WORK INSTRUCTIONS
Return every line of the listing below unchanged, omitting only the pictures.

EXTRACTED RECORDS
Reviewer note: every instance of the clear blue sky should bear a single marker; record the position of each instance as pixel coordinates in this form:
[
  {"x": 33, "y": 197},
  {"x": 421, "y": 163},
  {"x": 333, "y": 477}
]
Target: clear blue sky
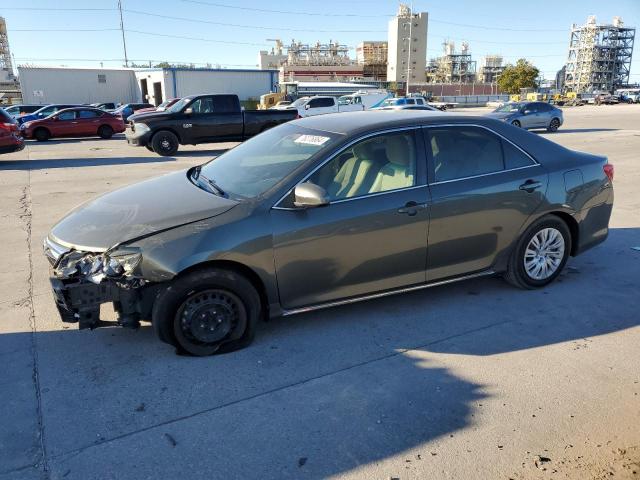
[{"x": 521, "y": 27}]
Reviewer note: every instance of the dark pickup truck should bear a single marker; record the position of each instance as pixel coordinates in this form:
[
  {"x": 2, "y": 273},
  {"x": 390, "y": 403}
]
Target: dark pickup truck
[{"x": 201, "y": 119}]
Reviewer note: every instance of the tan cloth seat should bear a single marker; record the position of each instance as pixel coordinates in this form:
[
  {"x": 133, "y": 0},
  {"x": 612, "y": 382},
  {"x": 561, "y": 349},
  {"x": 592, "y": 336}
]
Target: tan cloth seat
[
  {"x": 400, "y": 171},
  {"x": 356, "y": 174}
]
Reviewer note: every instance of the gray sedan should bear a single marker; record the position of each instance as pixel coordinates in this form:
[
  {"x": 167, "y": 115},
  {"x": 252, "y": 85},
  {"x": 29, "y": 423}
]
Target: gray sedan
[
  {"x": 529, "y": 115},
  {"x": 325, "y": 211}
]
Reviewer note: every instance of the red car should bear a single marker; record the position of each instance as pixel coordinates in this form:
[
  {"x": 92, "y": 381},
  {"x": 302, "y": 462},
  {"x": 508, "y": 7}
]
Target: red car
[
  {"x": 74, "y": 122},
  {"x": 10, "y": 138}
]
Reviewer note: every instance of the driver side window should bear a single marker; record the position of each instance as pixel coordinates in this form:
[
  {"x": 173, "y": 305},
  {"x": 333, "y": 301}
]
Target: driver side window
[
  {"x": 382, "y": 163},
  {"x": 67, "y": 116}
]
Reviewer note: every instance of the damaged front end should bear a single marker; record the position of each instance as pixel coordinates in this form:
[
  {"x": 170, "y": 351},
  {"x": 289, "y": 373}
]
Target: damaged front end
[{"x": 82, "y": 281}]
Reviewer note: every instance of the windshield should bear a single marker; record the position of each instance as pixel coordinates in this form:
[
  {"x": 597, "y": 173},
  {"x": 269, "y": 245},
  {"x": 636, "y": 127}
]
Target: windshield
[
  {"x": 257, "y": 165},
  {"x": 390, "y": 102},
  {"x": 509, "y": 107},
  {"x": 179, "y": 105},
  {"x": 300, "y": 102}
]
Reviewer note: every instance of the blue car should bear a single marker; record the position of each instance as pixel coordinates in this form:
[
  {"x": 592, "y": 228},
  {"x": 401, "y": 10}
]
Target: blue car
[
  {"x": 44, "y": 112},
  {"x": 529, "y": 115}
]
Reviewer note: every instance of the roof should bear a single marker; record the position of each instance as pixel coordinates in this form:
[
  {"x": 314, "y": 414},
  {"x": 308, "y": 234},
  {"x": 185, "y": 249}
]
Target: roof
[{"x": 357, "y": 122}]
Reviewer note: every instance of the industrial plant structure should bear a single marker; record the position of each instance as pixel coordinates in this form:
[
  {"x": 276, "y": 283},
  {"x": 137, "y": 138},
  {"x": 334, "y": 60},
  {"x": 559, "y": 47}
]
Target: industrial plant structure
[
  {"x": 452, "y": 67},
  {"x": 407, "y": 47},
  {"x": 9, "y": 85},
  {"x": 599, "y": 56}
]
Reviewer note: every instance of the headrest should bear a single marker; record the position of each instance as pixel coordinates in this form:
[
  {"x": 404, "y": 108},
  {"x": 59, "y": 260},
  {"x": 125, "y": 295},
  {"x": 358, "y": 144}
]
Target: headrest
[{"x": 397, "y": 149}]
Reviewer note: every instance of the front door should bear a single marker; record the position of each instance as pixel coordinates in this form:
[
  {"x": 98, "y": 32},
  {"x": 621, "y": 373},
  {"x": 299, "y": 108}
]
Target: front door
[
  {"x": 483, "y": 190},
  {"x": 370, "y": 238}
]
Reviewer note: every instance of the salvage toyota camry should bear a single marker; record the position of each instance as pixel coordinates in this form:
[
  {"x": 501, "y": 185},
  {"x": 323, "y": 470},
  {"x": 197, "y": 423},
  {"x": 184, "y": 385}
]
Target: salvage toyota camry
[{"x": 325, "y": 211}]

COMPLETE OUTPUT
Reviewer note: every instance of the clear blue sky should bear a single marker; record the position of each instance as pixel coordinates in this form:
[
  {"x": 33, "y": 197},
  {"x": 421, "y": 163},
  {"x": 333, "y": 477}
]
Target: clear blue sky
[{"x": 521, "y": 27}]
Reviewer note: every instance of the dark pickup truck should bear a single marker; record the position of each instance as pixel coordinates in this form:
[
  {"x": 2, "y": 273},
  {"x": 390, "y": 403}
]
Target: dark pickup truck
[{"x": 201, "y": 119}]
Reviewer note: every instance of the tan cloth seat should bear a single marker; record the position of each instance as pixel coordinates in this form:
[
  {"x": 133, "y": 0},
  {"x": 612, "y": 382},
  {"x": 561, "y": 349},
  {"x": 592, "y": 336}
]
Target: tan cloth seat
[
  {"x": 400, "y": 171},
  {"x": 356, "y": 174}
]
Reviewer note: every instance of the gray sedan should bear a single marker; record the position of each instance as pixel coordinates in this form:
[
  {"x": 167, "y": 115},
  {"x": 252, "y": 85},
  {"x": 29, "y": 423}
]
Target: gray sedan
[
  {"x": 529, "y": 115},
  {"x": 325, "y": 211}
]
Reviewer note: every instance of the red car should bear a single marker; record the position of each instance as pixel coordinates in this form:
[
  {"x": 92, "y": 381},
  {"x": 302, "y": 462},
  {"x": 508, "y": 7}
]
Target: red car
[
  {"x": 74, "y": 122},
  {"x": 10, "y": 138}
]
Reviewer note: every instance of the driver side window should bear a single marker; record the position of each instance as pixel coordinates in this form:
[
  {"x": 173, "y": 305},
  {"x": 333, "y": 301}
]
Target: driver side window
[
  {"x": 382, "y": 163},
  {"x": 67, "y": 116}
]
Reviewer note: every instance of the damaged front end should bear a single marker; record the position of each instance as pixel coordinates in this form:
[
  {"x": 170, "y": 351},
  {"x": 289, "y": 373}
]
Target: damaged front end
[{"x": 82, "y": 281}]
Reviewer note: every instance of the windshield should bear a single marker; record the position of each instance as pixel coordinates in this form:
[
  {"x": 597, "y": 173},
  {"x": 269, "y": 245},
  {"x": 636, "y": 127}
]
Target: windshield
[
  {"x": 257, "y": 165},
  {"x": 390, "y": 102},
  {"x": 509, "y": 107},
  {"x": 179, "y": 105},
  {"x": 300, "y": 102}
]
Reviewer note: every instance of the blue car should bear a single marker; record the position of each instance as pixel coordinates in this form:
[
  {"x": 592, "y": 228},
  {"x": 401, "y": 10}
]
Target: blue car
[
  {"x": 44, "y": 112},
  {"x": 529, "y": 115}
]
Reviewer note: every instance of the roof should bear a single marker; record the position of each instance as pixel coordinates in this form:
[
  {"x": 314, "y": 414},
  {"x": 308, "y": 234},
  {"x": 185, "y": 249}
]
Target: roof
[{"x": 357, "y": 122}]
Reviewer note: every instance of the industrial plant structure should bear a single marker; record the position of each instance as pixel coordinates in this form:
[
  {"x": 276, "y": 283},
  {"x": 137, "y": 138},
  {"x": 334, "y": 60},
  {"x": 559, "y": 47}
]
Target: industrial plant structure
[
  {"x": 452, "y": 67},
  {"x": 407, "y": 47},
  {"x": 9, "y": 85},
  {"x": 599, "y": 56}
]
Reviewer note: every instance of the headrest should bear a single marker; record the position of each instance as pixel coordinates in this form:
[
  {"x": 404, "y": 108},
  {"x": 59, "y": 260},
  {"x": 125, "y": 295},
  {"x": 358, "y": 144}
]
Target: headrest
[{"x": 397, "y": 149}]
Reviewer note: every instance of the front door should bear a single marker; record the position of each instance as pixel coordinates in this form:
[
  {"x": 98, "y": 32},
  {"x": 621, "y": 373},
  {"x": 299, "y": 108}
]
Target: front door
[
  {"x": 483, "y": 190},
  {"x": 370, "y": 238}
]
Reviewer note: every instance of the salvage toyota camry should bear a single marker; record the position of each instance as pixel coordinates in this form:
[
  {"x": 501, "y": 185},
  {"x": 323, "y": 470},
  {"x": 197, "y": 423},
  {"x": 184, "y": 385}
]
Target: salvage toyota camry
[{"x": 325, "y": 211}]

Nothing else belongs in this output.